>> begin PAGE EXCERPT
All that stuff about the war on terror is like a pretext for the so called western democracies setting up a national police state. We were writing about that shit five or six years ago.

No one could deny that the majority of their previous albums have had leanings towards certain drug induced head states. ‘Screamadelica’ was the soundtrack to a loved up dance generation enjoying the sunny side of Acid House. Equally, ‘Echodek’ was a quintessential stoner album whilst their more recent albums have been so heavily tempered with underground dance culture that many of their sounds have that unmistakable lysergic edge of a band that likes to mess with their minds.

‘Riot City Blues’ however sounds slightly like the geek within the over-indulged and delinquent class of Primal Scream albums. They have vastly reduced the spectrum of noises and their love of samples seems diminished. ‘Riot City Blues’ is an album by a band who’ve drastically cut back the scale of their sound. Their live shows often abandon live percussion as the band jam over huge electronic structures and thundering techno rhythms – this album however is the polar opposite as they lay down their law using only traditional methods.

“We met a lot of producers,” sighs Gillespie. “This time, because of the way we wrote it we felt we should work with someone who would be good with a live band but you don’t sit down and say, ‘Listen let’s make a rock ‘n’ roll record’. It just happened. I guess it’s an unconscious thing. What you’re feeling at the time and what you’re expressing in sound and words. Primal Scream take chances and we are always making new music while most bands make average sounding records with dull producers.”

In many people’s eyes Screamadelica elevated the band to a superior level, a view legitimised through the relentless Channel 5 / Q magazine’s ‘most influential’ charts. As the well documented story goes… An underground producer with The Sabres of Paradise and ascendant acid house DJ – Andrew Weatherall – overhauled the Primal’s song ‘I’m Losing More Than I’ll Ever Have’ with a psychedelic and baggy injection, transforming it into ‘Loaded’ and thus initiated a musical sea-change and arguably the modern era of generic cross-over.

Since this time Primal Scream have always courted exceptional producers and much is proffered on the debate of just how influential these producers have been within the band’s career; a debate which clearly annoys Gillespie.

“People always say ‘that producer made that record’ but I think the producer doesn’t make music – the music makes the producer. The producer’s there to make the songs better but they don’t write the sounds or play the songs. Everybody plays a part. But we wouldn’t still be here fifteen years after ‘Screamadelica’ if the band couldn’t play or write songs. It’s a crap attitude.”
>> end PAGE EXCERPT
# GIVEN PROBLEM A
From the Primal Scream piece, retype the stretch from "In many people’s" through "clearly annoys Gillespie.".
# GIVEN PROBLEM B
Name every Primal Scream album that the Primal Scream piece mentions by title.
# GIVEN PROBLEM C
In the Primal Scream piece, what did Andrew Weatherall transform the song 'I'm Losing More Than I'll Ever Have' into?
The data that comes next has no connection to the Primal Scream piece.
>> begin GIVEN INFORMATION
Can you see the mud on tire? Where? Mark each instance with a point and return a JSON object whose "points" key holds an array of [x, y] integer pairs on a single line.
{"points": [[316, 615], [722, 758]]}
>> end GIVEN INFORMATION
# ANSWER A
In many people’s eyes Screamadelica elevated the band to a superior level, a view legitimised through the relentless Channel 5 / Q magazine’s ‘most influential’ charts. As the well documented story goes… An underground producer with The Sabres of Paradise and ascendant acid house DJ – Andrew Weatherall – overhauled the Primal’s song ‘I’m Losing More Than I’ll Ever Have’ with a psychedelic and baggy injection, transforming it into ‘Loaded’ and thus initiated a musical sea-change and arguably the modern era of generic cross-over.

Since this time Primal Scream have always courted exceptional producers and much is proffered on the debate of just how influential these producers have been within the band’s career; a debate which clearly annoys Gillespie.

# ANSWER B
Screamadelica
Echodek
Riot City Blues

# ANSWER C
'Loaded'